From the entries, return every line where the string "overcast" shows up.
Records for the task Block Start
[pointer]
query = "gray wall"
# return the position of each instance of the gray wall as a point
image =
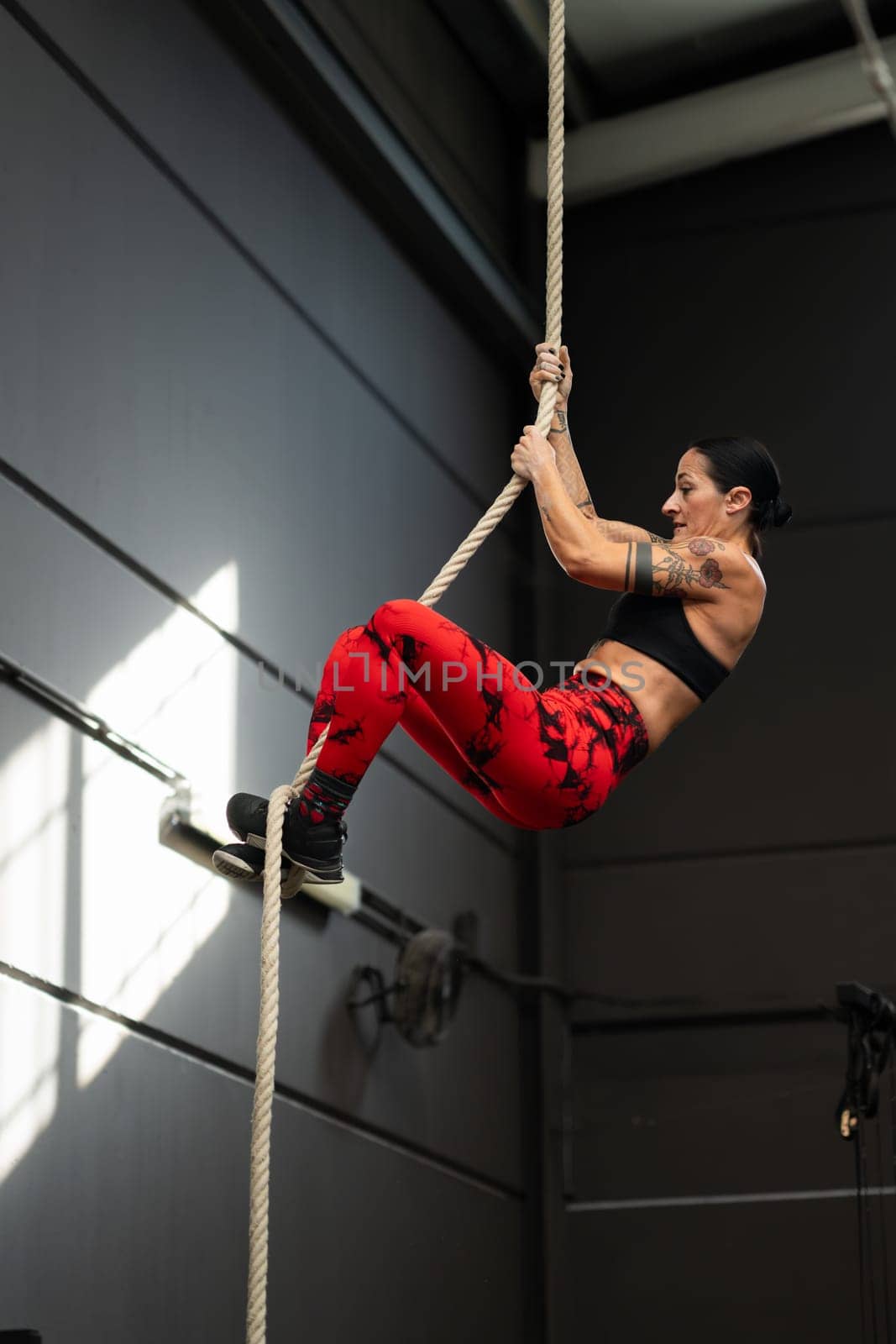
(211, 356)
(748, 866)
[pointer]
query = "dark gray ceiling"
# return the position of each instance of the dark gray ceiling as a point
(629, 54)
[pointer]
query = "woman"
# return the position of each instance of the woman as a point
(542, 759)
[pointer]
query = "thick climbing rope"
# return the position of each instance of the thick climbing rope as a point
(873, 60)
(281, 797)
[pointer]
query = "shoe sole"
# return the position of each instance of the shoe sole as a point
(317, 870)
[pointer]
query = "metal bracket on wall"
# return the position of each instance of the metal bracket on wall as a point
(177, 830)
(872, 1034)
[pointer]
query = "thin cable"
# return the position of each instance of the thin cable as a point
(868, 1231)
(862, 1233)
(281, 797)
(873, 60)
(882, 1207)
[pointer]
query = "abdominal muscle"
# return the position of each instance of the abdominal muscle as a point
(663, 699)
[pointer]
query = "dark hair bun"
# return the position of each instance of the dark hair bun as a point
(774, 514)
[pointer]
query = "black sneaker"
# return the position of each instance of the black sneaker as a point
(316, 846)
(244, 864)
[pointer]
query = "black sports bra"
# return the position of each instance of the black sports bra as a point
(658, 627)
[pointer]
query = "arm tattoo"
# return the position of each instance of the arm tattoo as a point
(672, 571)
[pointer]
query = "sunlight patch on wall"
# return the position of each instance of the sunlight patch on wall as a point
(34, 785)
(145, 911)
(29, 1070)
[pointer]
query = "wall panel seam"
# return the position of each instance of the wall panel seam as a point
(159, 585)
(730, 855)
(285, 1095)
(246, 255)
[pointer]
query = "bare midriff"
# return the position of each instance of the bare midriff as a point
(663, 698)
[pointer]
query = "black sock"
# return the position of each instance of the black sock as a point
(325, 797)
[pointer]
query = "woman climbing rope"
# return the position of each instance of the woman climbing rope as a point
(544, 759)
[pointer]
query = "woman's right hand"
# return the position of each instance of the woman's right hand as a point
(553, 367)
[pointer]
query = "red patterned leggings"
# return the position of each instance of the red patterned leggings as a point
(539, 759)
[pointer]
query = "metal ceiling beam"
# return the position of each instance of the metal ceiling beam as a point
(750, 118)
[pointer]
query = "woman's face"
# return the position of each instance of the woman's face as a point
(694, 504)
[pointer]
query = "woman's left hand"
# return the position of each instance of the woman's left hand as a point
(532, 454)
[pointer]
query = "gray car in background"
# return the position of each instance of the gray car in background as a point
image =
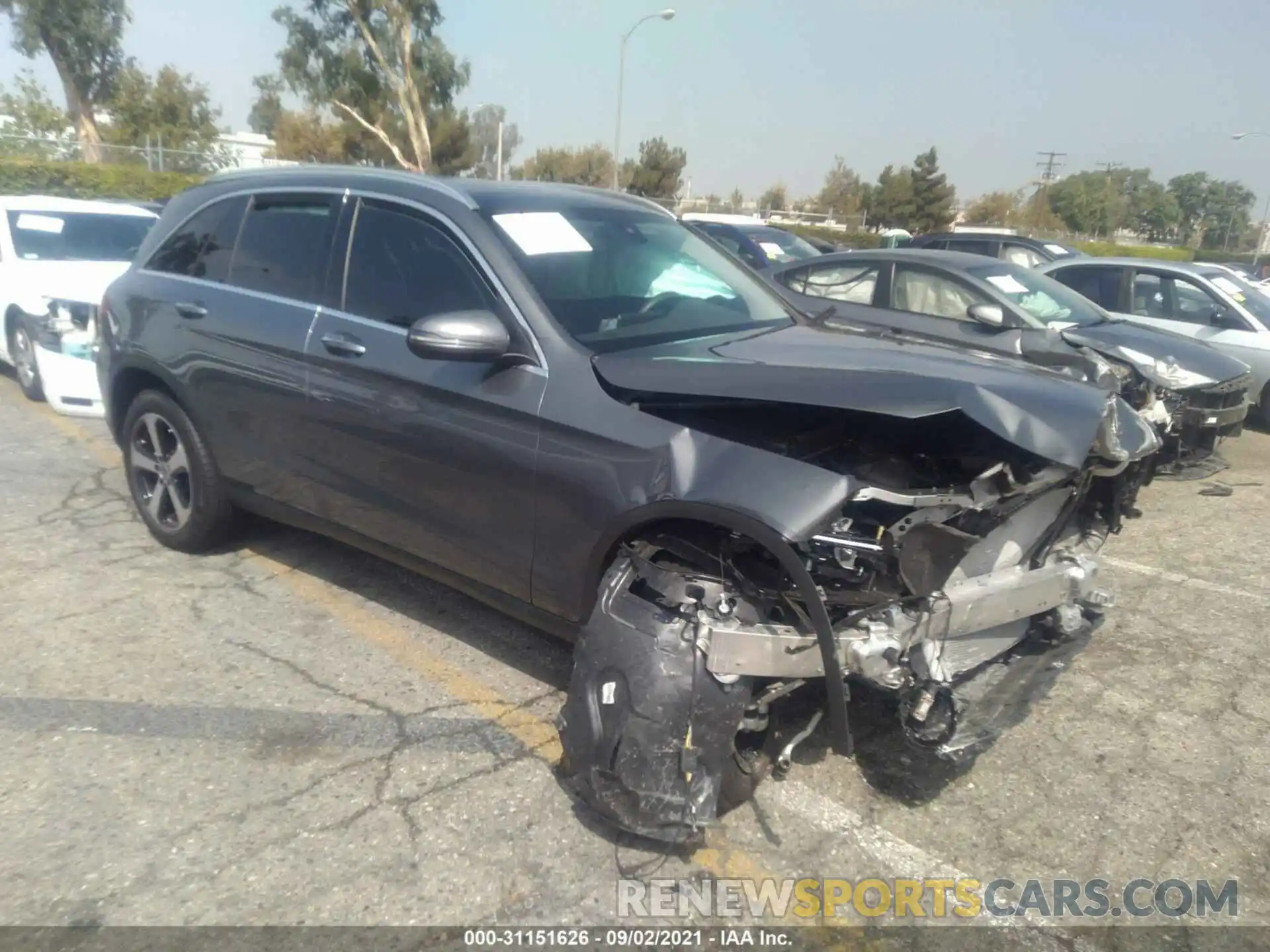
(1203, 301)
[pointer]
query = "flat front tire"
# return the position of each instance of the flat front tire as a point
(22, 348)
(172, 475)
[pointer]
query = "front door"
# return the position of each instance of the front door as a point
(238, 285)
(432, 457)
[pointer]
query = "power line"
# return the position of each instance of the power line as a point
(1049, 165)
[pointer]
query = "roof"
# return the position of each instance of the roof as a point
(476, 193)
(56, 204)
(956, 260)
(1130, 262)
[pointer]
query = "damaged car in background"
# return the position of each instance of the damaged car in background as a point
(58, 255)
(570, 405)
(1195, 395)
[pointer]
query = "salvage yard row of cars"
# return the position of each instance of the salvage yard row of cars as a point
(737, 489)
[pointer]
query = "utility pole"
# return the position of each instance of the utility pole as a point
(1049, 165)
(1107, 194)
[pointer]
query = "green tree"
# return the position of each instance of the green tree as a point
(997, 208)
(774, 200)
(84, 38)
(1191, 193)
(934, 198)
(267, 107)
(484, 140)
(171, 108)
(36, 117)
(659, 169)
(840, 196)
(893, 204)
(380, 65)
(1155, 212)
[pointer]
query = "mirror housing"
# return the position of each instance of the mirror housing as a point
(459, 335)
(990, 315)
(1226, 317)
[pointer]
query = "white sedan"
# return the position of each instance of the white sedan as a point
(58, 255)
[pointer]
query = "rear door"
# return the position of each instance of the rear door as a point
(432, 457)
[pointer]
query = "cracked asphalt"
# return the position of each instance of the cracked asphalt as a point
(291, 731)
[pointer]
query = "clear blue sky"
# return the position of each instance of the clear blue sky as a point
(765, 92)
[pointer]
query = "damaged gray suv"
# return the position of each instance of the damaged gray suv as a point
(564, 403)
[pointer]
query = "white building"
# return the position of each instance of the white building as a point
(251, 150)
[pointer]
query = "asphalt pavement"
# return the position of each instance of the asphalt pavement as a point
(291, 731)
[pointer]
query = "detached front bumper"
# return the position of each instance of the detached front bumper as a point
(70, 382)
(967, 623)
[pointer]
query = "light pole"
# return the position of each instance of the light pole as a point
(1265, 211)
(667, 15)
(498, 175)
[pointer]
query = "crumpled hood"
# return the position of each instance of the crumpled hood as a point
(1119, 339)
(66, 281)
(849, 367)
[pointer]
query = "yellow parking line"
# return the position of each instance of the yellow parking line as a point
(536, 734)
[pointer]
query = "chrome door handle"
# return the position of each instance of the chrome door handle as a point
(343, 344)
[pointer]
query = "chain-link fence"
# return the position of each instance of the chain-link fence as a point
(154, 155)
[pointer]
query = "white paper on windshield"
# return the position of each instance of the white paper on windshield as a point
(40, 222)
(541, 233)
(1006, 282)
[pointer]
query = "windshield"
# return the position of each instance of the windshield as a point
(1244, 294)
(619, 278)
(781, 245)
(1040, 296)
(78, 237)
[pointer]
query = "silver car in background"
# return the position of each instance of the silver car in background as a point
(1203, 301)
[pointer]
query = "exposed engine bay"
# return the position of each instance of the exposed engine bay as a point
(954, 549)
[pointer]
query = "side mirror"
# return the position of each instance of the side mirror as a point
(459, 335)
(1224, 317)
(991, 315)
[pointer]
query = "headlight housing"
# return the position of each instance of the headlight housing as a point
(1165, 371)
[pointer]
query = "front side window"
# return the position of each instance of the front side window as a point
(1040, 298)
(1099, 285)
(402, 268)
(284, 244)
(1244, 294)
(618, 278)
(204, 245)
(926, 292)
(854, 284)
(78, 237)
(781, 247)
(1173, 299)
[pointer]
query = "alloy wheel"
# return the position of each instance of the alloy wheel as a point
(160, 471)
(24, 357)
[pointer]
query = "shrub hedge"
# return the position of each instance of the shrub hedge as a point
(84, 180)
(847, 239)
(1108, 249)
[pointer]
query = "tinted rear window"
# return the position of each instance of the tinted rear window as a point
(284, 244)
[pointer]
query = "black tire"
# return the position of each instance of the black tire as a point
(172, 475)
(22, 350)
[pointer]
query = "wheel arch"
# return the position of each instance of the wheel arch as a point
(646, 520)
(130, 380)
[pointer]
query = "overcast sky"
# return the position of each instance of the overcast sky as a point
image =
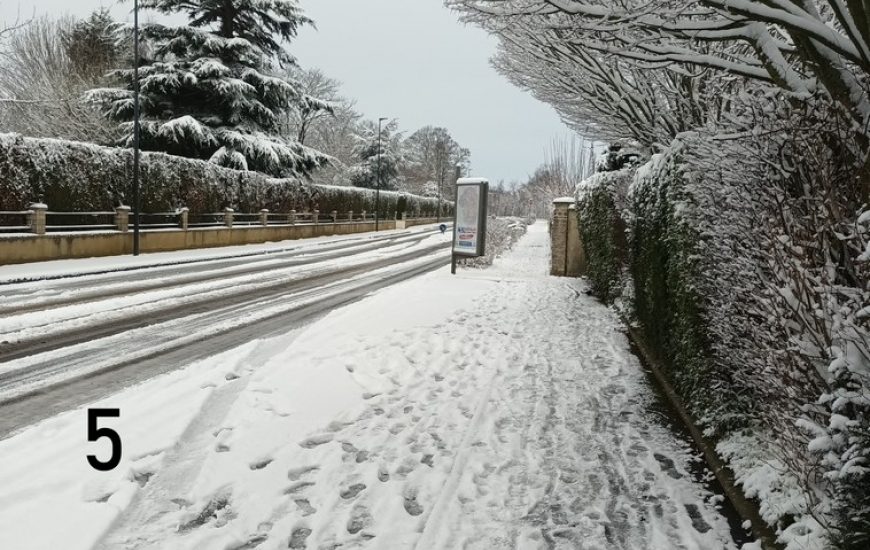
(405, 59)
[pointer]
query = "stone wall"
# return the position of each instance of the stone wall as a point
(566, 251)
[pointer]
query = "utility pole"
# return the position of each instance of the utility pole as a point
(378, 180)
(136, 200)
(440, 148)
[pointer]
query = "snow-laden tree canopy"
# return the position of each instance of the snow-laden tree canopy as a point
(799, 46)
(206, 88)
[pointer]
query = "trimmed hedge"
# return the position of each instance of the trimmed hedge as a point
(80, 177)
(664, 265)
(602, 232)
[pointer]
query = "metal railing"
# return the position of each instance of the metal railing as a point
(39, 220)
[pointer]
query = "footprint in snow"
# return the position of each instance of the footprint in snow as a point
(260, 464)
(360, 518)
(668, 465)
(352, 491)
(383, 474)
(305, 507)
(316, 441)
(411, 505)
(298, 537)
(295, 474)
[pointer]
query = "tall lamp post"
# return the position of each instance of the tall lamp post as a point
(136, 200)
(440, 149)
(378, 180)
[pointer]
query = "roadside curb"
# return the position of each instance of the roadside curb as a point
(748, 509)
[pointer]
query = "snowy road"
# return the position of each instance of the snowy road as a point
(499, 408)
(61, 329)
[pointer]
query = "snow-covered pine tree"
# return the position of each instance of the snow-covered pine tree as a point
(205, 88)
(365, 173)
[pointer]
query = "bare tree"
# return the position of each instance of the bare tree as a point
(432, 155)
(41, 83)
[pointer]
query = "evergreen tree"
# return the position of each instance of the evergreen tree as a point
(366, 173)
(205, 88)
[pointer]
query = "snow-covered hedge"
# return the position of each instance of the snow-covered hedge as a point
(501, 235)
(666, 265)
(74, 176)
(751, 286)
(600, 203)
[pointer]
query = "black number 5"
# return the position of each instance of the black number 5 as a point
(95, 433)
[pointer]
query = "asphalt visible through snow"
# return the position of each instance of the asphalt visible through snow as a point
(68, 341)
(522, 421)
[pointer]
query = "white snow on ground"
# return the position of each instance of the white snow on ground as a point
(498, 408)
(60, 268)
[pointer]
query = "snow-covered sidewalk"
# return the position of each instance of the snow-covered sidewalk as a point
(498, 408)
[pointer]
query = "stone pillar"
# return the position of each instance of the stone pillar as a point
(183, 217)
(36, 217)
(122, 218)
(559, 236)
(575, 265)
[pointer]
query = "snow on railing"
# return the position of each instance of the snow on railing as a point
(35, 219)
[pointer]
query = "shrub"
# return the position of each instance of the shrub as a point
(74, 176)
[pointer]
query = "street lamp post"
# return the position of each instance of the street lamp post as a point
(378, 180)
(136, 199)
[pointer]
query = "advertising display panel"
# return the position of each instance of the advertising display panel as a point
(469, 228)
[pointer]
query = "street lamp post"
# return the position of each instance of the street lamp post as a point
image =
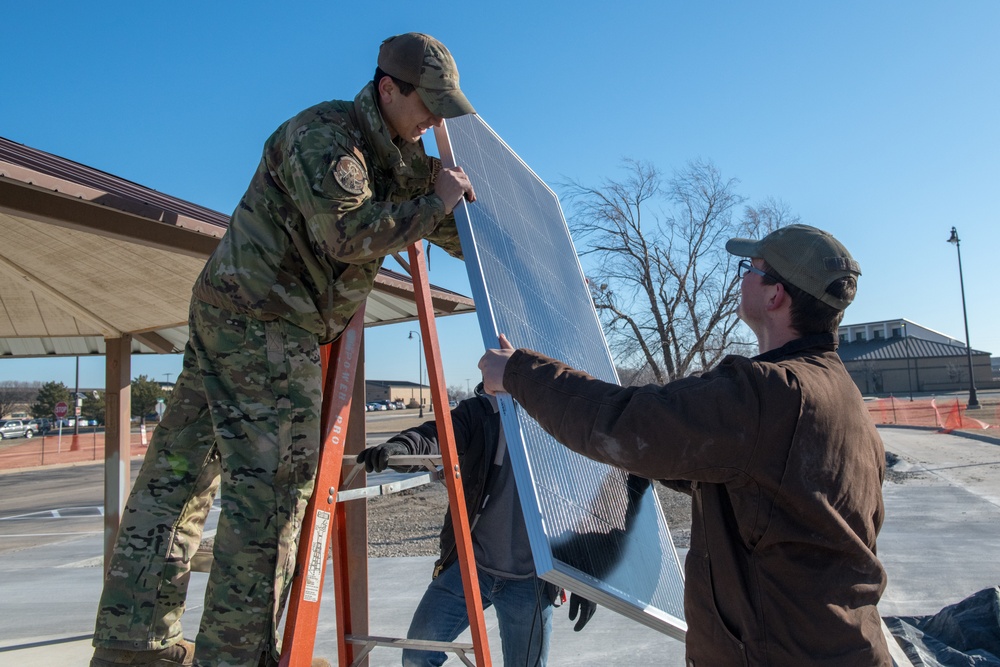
(420, 367)
(973, 401)
(909, 378)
Records for the task Block End
§ **Solution**
query = "overcast sky"
# return the position of each instance of the overcast sky as a point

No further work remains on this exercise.